**Exercise description**
This task calls for copying every line in the data below that contains the word "yellow".

**Data records**
-----

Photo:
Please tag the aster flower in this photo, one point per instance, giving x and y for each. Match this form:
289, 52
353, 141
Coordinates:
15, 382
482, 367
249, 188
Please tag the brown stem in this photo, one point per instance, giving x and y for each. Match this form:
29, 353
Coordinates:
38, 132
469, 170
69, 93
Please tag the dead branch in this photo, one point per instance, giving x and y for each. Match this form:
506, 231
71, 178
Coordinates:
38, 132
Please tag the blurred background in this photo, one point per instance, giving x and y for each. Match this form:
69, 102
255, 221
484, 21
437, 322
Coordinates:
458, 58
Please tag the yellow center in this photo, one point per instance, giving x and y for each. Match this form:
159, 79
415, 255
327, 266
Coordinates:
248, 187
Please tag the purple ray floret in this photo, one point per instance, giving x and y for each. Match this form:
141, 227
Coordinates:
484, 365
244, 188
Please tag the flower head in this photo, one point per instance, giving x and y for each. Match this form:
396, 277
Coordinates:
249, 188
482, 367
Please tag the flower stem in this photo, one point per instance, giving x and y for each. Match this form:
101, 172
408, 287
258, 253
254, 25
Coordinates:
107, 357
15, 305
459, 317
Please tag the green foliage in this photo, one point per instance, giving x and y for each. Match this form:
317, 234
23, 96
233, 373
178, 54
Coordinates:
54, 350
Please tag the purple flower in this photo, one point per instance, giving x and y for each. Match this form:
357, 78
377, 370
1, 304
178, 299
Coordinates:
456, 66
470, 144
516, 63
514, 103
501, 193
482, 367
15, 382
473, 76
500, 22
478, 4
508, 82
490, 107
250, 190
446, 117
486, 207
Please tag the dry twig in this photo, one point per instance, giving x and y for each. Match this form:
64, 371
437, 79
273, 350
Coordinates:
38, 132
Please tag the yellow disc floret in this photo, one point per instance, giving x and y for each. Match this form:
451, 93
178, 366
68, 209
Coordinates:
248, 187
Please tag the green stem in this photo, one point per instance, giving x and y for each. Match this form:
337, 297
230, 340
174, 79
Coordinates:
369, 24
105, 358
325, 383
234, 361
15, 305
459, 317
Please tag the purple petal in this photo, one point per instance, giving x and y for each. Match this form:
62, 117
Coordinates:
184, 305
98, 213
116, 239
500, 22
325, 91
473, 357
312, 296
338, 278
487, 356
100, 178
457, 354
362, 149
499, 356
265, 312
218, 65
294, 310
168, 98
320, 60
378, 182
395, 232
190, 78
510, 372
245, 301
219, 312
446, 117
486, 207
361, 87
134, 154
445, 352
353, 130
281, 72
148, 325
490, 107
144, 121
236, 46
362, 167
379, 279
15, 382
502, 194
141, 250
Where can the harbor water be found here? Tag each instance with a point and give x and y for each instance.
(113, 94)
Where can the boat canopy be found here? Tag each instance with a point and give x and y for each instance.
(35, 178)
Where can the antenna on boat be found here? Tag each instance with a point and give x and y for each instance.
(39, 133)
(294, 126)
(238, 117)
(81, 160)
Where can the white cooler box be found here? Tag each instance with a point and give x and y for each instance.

-----

**Your solution**
Please tag the yellow center in this photo, one point per instance, giving x and y for each. Match this form:
Please tag the yellow disc floret in this photo, one point per instance, giving x and y for each. Match this form:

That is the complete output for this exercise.